── SELECTED PASSAGE
At a family gathering, two relatives engaged in a staged conversation in my presence. They didn’t mention me, but only other hypothetical people of about my age who talked about going back to college.* The two of them agreed and reinforced each other’s points about how selfish it would be and how little sense it would make to spend that kind of money on college when you were middle aged already.

Pivotal paragraph alert:

I had changed, though. Instead of shutting me down as it had in the past, that kind of interaction fired me up. I thought a lot about the Modern Poetry class I had taken and realized how many resources had become available that were inexpensive or free. I might not walk across a stage or get a piece of paper at the end of it, but I could still put myself through college. Since I was homeschooling my oldest kid for a couple of years. I could homeschool myself, too.

I researched majors once again, determining what degree requirements were feasible for me to meet, considering my circumstances and available resources. Many schools offered a degree in General Studies and/or Liberal Arts. The requirements appeared nearly identical for the two, and it was continuation of what I’d already done in school. Third time a charm – I designed a course of study that would fulfill the listed requirements for this bachelor’s degree at a few different places. Then I started the long, but happy grind, one class at a time.

It would be a mammoth undertaking, but I was determined not to cut corners or cheat. If I did, I would be cheating only myself. Since I’d already done the Modern Poetry course, I gave myself credit for it on my transcript. Though I didn’t always hold myself to the same time schedule I had in that course, I did hold myself to the same finishing standards. If I took a course, I had to do all of the work and do it as well as I could. No skipping even a single assignment.
────
**TASK INSTRUCTIONS**
Pick up the above account of a self-directed college education after its last sentence, and continue it in the same first-person voice.
── AVAILABLE DATA
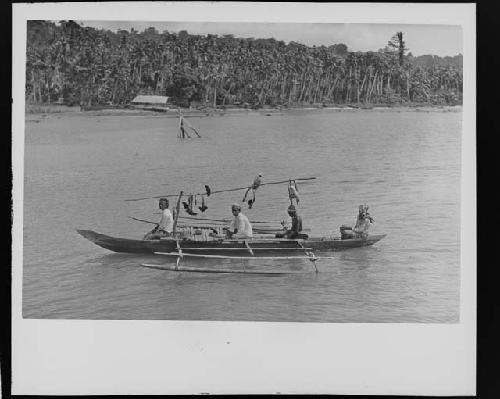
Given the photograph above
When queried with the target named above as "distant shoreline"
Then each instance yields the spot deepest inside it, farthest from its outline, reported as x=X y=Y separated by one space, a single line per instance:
x=37 y=109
────
**RESULT**
I needed some college level math, so one of my early subjects was College Algebra, which I did through ALEKS. It wasn’t completely free, but it was pretty affordable. They require you to show mastery of a lesson before you can go on to the next one. I went back to online Yale and took a Theory of Literature class, again attending every lecture, doing every reading, and writing every paper. Through my public library (also my employer), I had free access to many online continuing education classes. Universal Class was one option for these. I studied a few subjects there – film studies, geography and others. They all required papers and quizzes to get a certificate. I knew they did not go as in-depth or require as much as a full-semester college course, so I personalized, beefing them up with supplement readings and projects of my own. And at the end of each Universal Class course, I would add only a single credit hour to my spreadsheet because I didn’t want to pad. I wanted to do the real work.

Both of my kids unwittingly provided opportunities for me. My younger son had taken piano for several years, but gave it up for other pursuits when he was around 15. I had all of his old lesson books, including one titled “Practical Theory, a Self-Instruction Music Theory Course.” I had always wanted a better understanding of music. I worked my way through his books for a music appreciation elective credit. If any one subject came close to kicking my ass, it was this one. But I taught myself to read music passably and have soared to mediocre heights on the piano.

My oldest started attending community college. As he adjusted to the demands of higher education the first semester, he requested my help with studying and organizing for one class in particular, an American History class. While earning my AA degree, I’d taken world history classes, but no American History. Here were some new credit hours I could accrue. Since I was helping my son keep track of assignments, I knew what they all were. When he wasn’t using his textbook, I read it cover to cover. And wrote all of the papers — mine, not his.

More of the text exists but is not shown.